■ Teks Sumber ■
_ _ _ _ _ _ _
Rabu, 08 Juli 2015

Hanya Pemberani Yang Bisa Sampai Di Pulau Sanrobengi




Sekitar sejam lebih setelah melewati jalur Makassar – Barombong, akhirnya tiba juga di desa Boddia. Kami sempat bertanya-tanya dan merasa heran, ada apa yah kok banyak polisi dan tentara di pinggir jalan, orang-orang juga rata-rata berpakian rapi sambil mengenakan ID Card. Pikiran kami semakin bertanya-tanya ketika kami semakin dekat ke dermaga, begitu banyak bendera umbul-umbul berwarna warni, ada apa gerangan?. Di lahan parkir begitu banyak mobil terparkir, awalnya kami mengira ada acara di pulau seberang. Setelah mencari tempat parkir kosong, akhirnya Anto menemukan tempat untuk memarkir mobil yang kami tumpangi. Kami berenam turun, karena gaya kami yang berbeda, ada yang oakai celana pendek, hanya pakai kaos oblong, pakai topi lengkap dengan kacamata anti sinar matahari maka kami tak luput dari perhatian warga dan orang-orang yang lagi ramai di sekitar tempat parkir tersebut.  Kami tidak menghiraukan orang-orang yang menatap aneh kepada kami, kami tetap berlalu berjalan menuju dermaga dengan sambutan umbul-umbul warna-warni yang melambai-lambai tertiup angin seolah mengucapkan selamat datang kepada kami.
umbul-umbulnya untuk menyambut JK dan ibu Susi, tetapi kita lebih duluan yang melewati jalanannya

Dermaga Boddia dengan latar Pulau Sanrobengi di kejauhan

Dermaga agak sepi, mungkin karena perhatian warga dan para nelayan tertuju pada acara di sekitaran dermaga, hanya beberapa perahu tak bertuan yang tertambat di sekitar dermaga. Kami sempat celingak celingukan mencari orang yang bisa kami tempati bertanya tentang ikhwal penyewaan perahu ke seberang. Tidak lama kemudian akhirnya muncul seorang lelaki prauh baya menghampiri kami dan menanyakan maksud kami di tempat itu. Kami pun mengutarakan jika kami hendak ke pulau seberang, tetapi tidak tahu tempat sewa perahu. Ternyata beliau adalah pemilik perahu, lalu kami meminta beliau untuk mengantarkan kami menuju pulau seberang dengan kesepakatan biaya Rp 20.000 per orang untuk pergi dan pulang. Beliau pun mengajak kami menuju ke perahunya, kami sempat kaget setelah melihat perahunya, sungguh di luar expektasi kami. Pikir kami perahunya seperti halnya dengan perahu yang di Makassar yang melayani penyeberangan yang bisa muat sekitar 10 orang. Perahu yang akan kami tumpangi hanya perahu nelayan, perahu yang bisa memuat paling banyak 3 orang penumpang dan satu tukang perahunya. Perahu itu lebarnya mungkin sekitar 40-50 cm, tetapi diakali dipasangi tempat duduk yang mirip balai-balai di samping kiri kanannya, maka jadilah penumpang duduk di balai-balai tersebut berhadapan. Karena perahu hanya bisa memuat 3 orang maka kami sepakat, Asty, Anto dan Fachry yang berangkat duluan, saya, Sabri dan Kina berangkat belakangan.
_ _ _ _ _ _ _
■ Data Tersedia ■

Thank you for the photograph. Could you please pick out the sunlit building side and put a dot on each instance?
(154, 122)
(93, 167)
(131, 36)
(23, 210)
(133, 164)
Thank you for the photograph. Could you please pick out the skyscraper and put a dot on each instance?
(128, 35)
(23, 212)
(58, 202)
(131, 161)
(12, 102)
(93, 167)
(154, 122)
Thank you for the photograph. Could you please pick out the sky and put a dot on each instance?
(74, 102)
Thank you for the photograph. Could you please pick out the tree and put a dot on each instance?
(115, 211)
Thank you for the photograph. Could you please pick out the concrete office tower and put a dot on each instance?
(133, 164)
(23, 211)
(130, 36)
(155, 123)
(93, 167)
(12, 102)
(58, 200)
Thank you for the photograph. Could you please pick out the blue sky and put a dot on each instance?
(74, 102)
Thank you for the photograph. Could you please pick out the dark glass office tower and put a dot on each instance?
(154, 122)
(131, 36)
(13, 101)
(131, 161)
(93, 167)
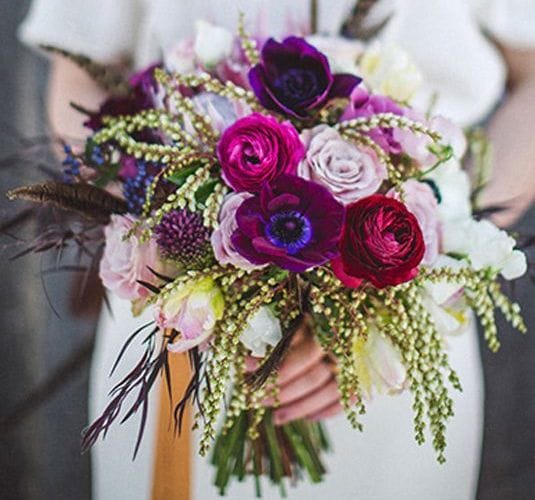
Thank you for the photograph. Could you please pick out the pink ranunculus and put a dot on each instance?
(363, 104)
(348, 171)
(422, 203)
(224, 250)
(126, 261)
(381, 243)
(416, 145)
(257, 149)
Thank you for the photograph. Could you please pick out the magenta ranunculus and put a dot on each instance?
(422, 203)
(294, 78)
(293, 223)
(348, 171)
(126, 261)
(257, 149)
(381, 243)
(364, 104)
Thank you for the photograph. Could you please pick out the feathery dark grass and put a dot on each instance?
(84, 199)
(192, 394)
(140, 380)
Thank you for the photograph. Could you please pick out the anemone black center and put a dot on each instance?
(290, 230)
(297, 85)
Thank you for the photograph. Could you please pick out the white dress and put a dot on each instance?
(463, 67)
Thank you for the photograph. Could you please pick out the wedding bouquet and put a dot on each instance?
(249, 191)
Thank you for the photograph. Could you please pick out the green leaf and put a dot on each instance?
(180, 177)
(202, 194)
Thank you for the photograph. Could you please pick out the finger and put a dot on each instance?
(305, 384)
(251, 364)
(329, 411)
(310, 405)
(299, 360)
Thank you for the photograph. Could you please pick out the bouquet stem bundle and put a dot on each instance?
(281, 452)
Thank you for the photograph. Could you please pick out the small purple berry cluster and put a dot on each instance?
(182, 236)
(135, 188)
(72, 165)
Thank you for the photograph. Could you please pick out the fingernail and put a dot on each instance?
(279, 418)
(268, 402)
_ _ _ _ _ _ _
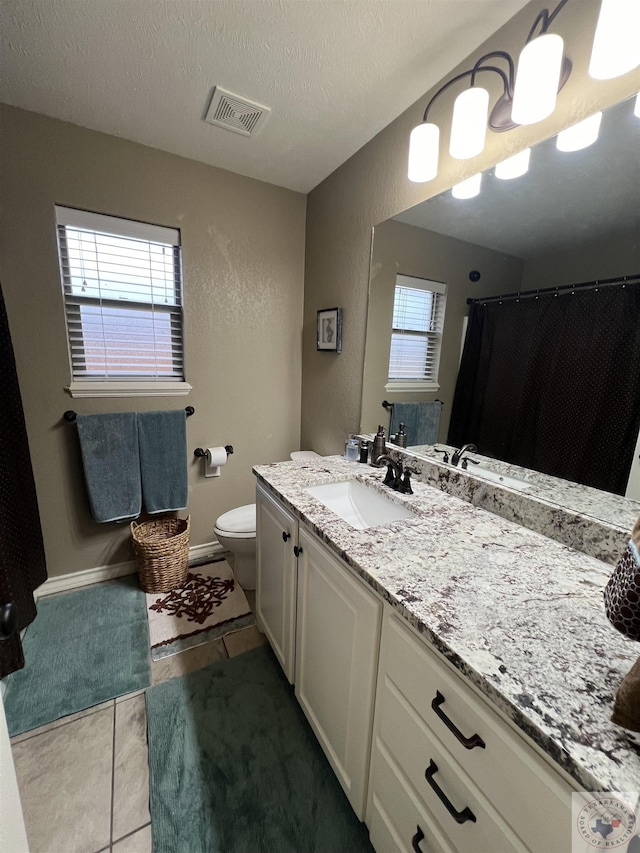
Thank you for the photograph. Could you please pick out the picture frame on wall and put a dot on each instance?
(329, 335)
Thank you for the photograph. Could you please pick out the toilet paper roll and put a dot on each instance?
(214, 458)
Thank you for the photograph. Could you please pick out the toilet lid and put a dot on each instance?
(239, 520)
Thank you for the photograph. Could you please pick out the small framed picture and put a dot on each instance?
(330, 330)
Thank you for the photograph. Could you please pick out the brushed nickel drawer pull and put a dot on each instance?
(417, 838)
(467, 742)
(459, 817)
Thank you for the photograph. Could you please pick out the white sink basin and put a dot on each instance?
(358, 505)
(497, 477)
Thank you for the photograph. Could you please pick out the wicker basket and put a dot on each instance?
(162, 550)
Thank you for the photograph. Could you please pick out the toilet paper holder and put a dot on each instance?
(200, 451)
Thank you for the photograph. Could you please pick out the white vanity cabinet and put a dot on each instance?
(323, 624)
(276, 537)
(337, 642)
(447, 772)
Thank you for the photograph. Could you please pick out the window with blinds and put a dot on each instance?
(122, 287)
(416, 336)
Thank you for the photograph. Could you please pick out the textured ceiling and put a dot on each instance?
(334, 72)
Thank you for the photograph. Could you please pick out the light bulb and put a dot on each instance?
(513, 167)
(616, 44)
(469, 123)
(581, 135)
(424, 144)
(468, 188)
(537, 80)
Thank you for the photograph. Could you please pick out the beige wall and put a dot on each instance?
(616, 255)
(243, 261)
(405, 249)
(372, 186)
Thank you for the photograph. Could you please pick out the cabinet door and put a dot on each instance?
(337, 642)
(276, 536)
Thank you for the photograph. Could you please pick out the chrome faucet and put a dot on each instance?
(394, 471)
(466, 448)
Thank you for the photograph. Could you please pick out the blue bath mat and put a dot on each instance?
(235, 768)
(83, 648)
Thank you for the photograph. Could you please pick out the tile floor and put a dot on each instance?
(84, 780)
_ _ _ _ _ _ _
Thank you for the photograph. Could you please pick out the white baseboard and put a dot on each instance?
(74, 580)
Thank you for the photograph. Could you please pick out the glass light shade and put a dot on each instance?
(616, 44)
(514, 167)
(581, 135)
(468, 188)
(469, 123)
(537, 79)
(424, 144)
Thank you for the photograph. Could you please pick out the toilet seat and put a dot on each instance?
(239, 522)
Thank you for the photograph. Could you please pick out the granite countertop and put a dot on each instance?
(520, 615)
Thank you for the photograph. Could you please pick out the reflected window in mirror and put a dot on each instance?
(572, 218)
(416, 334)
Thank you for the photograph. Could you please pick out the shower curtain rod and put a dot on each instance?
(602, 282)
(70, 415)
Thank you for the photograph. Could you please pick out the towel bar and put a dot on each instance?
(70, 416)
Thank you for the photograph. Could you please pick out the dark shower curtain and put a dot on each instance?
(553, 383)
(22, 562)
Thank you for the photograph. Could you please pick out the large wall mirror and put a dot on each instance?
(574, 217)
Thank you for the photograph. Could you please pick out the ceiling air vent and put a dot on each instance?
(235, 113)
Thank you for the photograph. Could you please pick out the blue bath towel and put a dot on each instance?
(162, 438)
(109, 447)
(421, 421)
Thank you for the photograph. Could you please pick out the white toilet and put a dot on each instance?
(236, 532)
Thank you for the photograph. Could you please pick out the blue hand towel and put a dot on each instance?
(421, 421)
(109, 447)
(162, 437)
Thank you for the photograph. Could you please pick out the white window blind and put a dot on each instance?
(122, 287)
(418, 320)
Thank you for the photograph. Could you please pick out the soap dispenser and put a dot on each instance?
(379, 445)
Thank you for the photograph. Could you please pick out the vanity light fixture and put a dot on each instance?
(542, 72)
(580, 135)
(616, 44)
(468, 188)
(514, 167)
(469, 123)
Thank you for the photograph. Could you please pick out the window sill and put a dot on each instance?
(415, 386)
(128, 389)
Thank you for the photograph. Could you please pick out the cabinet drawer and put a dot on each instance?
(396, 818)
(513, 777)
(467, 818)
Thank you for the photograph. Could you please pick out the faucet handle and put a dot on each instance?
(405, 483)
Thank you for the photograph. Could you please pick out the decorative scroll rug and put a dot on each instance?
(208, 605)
_ _ _ _ _ _ _
■ Soal Latihan ■
Tentukan apakah tiap pernyataan di bawah ini sesuai dengan teks tentang perjalanan ke Pulau Sanrobengi. Jawab ya atau tidak, lalu kutip kata-kata dalam teks yang menentukan jawabannya.
(a) Biaya sewa perahu disepakati Rp 20.000 per orang untuk pergi dan pulang.
(b) Perahu yang mereka tumpangi dapat memuat sekitar 10 penumpang.
(c) Asty, Anto, dan Fachry berangkat belakangan.

■ Jawaban Soal ■
(a) Ya: "dengan kesepakatan biaya Rp 20.000 per orang untuk pergi dan pulang"
(b) Tidak: "perahu yang bisa memuat paling banyak 3 orang penumpang dan satu tukang perahunya"
(c) Tidak: "Asty, Anto dan Fachry yang berangkat duluan"